WHAT TO DO ▸ Copy the data word for word, starting at the line containing "Given the photograph above, point out the black clutch" and continuing through the end of the data, with both ends included.

* begin AVAILABLE DATA *

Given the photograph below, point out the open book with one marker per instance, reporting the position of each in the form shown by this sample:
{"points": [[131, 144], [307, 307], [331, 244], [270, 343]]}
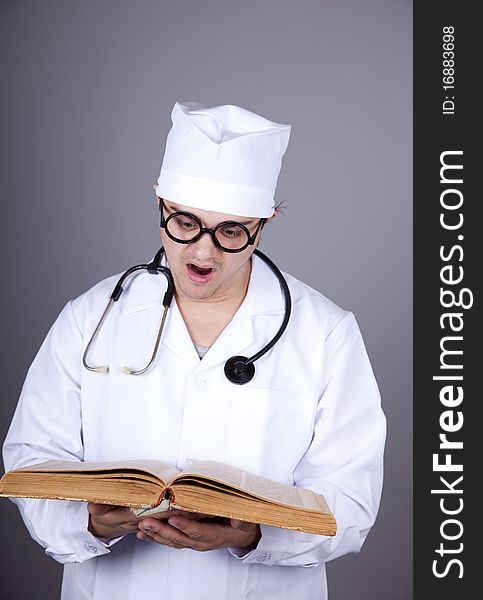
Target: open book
{"points": [[150, 486]]}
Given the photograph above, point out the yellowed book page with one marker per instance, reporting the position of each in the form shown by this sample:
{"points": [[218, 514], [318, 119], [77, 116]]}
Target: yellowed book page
{"points": [[162, 470], [256, 485]]}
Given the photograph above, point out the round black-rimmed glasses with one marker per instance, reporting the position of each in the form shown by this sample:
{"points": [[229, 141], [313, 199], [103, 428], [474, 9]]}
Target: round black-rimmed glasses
{"points": [[186, 228]]}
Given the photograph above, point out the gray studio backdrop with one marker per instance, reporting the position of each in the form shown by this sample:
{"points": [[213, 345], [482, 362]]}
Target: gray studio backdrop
{"points": [[87, 90]]}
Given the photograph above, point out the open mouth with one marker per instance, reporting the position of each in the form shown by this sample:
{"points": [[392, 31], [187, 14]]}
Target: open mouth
{"points": [[200, 270]]}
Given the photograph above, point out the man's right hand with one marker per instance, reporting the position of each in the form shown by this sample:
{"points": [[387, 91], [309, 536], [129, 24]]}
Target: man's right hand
{"points": [[107, 521]]}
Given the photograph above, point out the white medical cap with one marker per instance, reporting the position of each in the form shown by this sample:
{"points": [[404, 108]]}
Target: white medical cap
{"points": [[222, 159]]}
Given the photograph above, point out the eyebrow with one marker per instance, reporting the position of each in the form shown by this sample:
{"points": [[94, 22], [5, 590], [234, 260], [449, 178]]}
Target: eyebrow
{"points": [[172, 209]]}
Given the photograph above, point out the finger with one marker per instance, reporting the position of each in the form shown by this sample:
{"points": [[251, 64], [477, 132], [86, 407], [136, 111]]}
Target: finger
{"points": [[163, 533]]}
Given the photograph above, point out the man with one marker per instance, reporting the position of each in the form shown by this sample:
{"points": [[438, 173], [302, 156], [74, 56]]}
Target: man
{"points": [[310, 415]]}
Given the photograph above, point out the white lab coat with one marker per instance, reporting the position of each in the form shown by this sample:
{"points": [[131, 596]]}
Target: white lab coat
{"points": [[311, 416]]}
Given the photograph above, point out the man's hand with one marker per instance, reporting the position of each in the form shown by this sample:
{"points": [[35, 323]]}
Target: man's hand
{"points": [[180, 531], [108, 521]]}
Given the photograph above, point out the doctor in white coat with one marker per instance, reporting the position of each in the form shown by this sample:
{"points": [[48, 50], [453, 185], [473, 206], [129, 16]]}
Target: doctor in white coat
{"points": [[310, 416]]}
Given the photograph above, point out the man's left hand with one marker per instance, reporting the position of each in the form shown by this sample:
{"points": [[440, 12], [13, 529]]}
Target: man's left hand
{"points": [[202, 535]]}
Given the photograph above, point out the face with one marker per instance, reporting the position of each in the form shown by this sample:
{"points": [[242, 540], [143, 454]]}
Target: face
{"points": [[200, 270]]}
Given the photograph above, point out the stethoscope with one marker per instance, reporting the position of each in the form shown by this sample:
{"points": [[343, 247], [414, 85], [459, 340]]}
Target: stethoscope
{"points": [[238, 369]]}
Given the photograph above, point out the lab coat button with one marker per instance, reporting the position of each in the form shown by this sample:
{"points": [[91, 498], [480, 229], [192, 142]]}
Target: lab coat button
{"points": [[262, 557]]}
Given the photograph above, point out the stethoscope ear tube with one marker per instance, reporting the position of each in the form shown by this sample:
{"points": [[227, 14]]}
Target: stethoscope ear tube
{"points": [[238, 369]]}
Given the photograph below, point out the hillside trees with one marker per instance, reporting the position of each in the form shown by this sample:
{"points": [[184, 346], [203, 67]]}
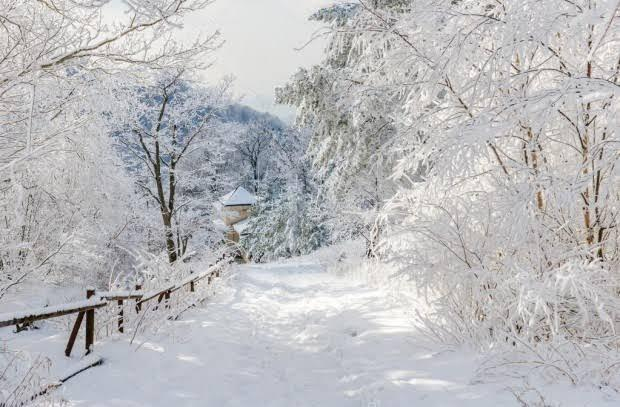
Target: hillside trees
{"points": [[172, 122], [353, 121], [505, 145]]}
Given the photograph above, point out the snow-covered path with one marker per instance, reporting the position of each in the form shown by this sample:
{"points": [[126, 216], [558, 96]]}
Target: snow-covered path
{"points": [[285, 335]]}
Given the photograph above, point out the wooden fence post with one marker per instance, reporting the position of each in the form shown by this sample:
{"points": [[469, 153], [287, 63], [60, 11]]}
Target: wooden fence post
{"points": [[121, 329], [74, 332], [90, 323], [138, 303], [167, 297]]}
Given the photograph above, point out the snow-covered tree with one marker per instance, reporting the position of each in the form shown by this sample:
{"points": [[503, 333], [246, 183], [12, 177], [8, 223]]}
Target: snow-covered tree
{"points": [[63, 194], [164, 126], [504, 134]]}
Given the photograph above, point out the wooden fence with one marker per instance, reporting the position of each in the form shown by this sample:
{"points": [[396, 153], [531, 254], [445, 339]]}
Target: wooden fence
{"points": [[94, 300]]}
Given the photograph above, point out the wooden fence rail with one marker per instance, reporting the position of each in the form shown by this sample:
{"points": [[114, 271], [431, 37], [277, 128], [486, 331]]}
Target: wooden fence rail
{"points": [[86, 309]]}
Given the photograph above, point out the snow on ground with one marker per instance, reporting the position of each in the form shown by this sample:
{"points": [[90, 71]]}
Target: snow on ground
{"points": [[286, 334]]}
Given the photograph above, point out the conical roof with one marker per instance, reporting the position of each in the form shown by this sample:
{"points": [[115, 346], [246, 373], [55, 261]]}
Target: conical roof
{"points": [[239, 197]]}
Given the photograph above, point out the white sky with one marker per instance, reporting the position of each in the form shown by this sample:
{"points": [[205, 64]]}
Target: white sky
{"points": [[261, 37]]}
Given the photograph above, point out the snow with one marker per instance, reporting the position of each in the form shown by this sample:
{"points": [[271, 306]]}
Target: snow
{"points": [[282, 335], [240, 196]]}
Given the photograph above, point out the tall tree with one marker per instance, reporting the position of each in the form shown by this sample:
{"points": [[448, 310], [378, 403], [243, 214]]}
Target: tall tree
{"points": [[170, 121]]}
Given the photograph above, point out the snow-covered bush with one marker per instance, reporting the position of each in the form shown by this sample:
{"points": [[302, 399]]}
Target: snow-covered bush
{"points": [[290, 225]]}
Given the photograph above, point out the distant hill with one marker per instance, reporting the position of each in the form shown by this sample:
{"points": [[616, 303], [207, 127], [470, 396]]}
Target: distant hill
{"points": [[238, 113]]}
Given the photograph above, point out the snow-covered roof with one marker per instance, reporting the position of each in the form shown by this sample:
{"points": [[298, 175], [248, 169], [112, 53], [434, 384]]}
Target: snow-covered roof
{"points": [[240, 196]]}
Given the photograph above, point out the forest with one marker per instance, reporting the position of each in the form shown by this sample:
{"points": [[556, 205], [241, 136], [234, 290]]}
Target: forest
{"points": [[461, 156]]}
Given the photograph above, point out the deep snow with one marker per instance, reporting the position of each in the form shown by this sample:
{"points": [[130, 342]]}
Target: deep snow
{"points": [[288, 334]]}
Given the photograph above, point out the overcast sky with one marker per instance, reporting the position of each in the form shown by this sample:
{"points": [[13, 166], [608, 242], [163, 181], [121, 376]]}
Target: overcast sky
{"points": [[261, 37]]}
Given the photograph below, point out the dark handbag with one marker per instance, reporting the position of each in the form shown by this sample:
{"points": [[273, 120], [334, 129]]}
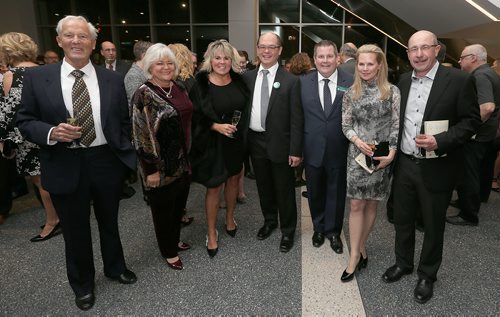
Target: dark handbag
{"points": [[381, 149]]}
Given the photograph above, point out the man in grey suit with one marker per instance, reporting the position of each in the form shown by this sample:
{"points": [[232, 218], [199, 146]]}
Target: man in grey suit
{"points": [[75, 175], [325, 146], [275, 139], [347, 55], [430, 93]]}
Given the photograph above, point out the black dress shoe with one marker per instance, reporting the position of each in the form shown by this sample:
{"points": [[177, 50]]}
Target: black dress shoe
{"points": [[265, 231], [346, 277], [423, 291], [459, 221], [286, 243], [318, 239], [394, 273], [85, 302], [232, 232], [127, 277], [336, 244], [177, 265], [55, 231]]}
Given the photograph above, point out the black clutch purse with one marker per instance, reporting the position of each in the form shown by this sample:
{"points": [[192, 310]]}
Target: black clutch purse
{"points": [[381, 149]]}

* end AVAILABLE DATA *

EXERCISE RESPONSE ▸
Given the photograph above, point out the black clutch purse with one marker per instance, reporting the position of each in the form shown by this sample:
{"points": [[192, 310]]}
Target: black clutch purse
{"points": [[381, 149]]}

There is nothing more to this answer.